---------- RAW DATA ----------

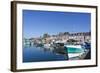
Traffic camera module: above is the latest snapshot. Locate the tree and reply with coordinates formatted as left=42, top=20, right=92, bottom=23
left=67, top=39, right=77, bottom=44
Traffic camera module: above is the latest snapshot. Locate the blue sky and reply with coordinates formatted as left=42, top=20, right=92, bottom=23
left=23, top=10, right=91, bottom=38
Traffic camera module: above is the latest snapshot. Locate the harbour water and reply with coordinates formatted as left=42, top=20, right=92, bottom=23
left=23, top=46, right=82, bottom=63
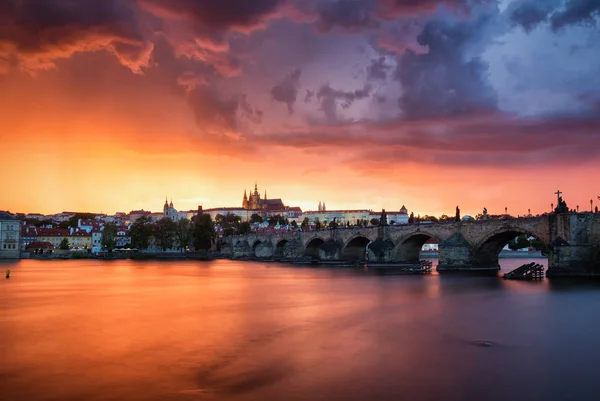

----------

**REQUEST**
Return each line of the material that contains the word "latest".

**EXERCISE OUTPUT**
Traffic camera module: above is the latest snapshot. Locate the tree and reply with coordinates formatted as left=42, top=20, right=92, bottom=23
Traffic camera module: above is the latest snapshot. Locate the blue sky and reply with coordinates formatted as left=42, top=20, right=92, bottom=23
Traffic camera module: above is the latest snapshot. Locate the harbour water and reply with coordinates formatted as left=42, top=20, right=92, bottom=23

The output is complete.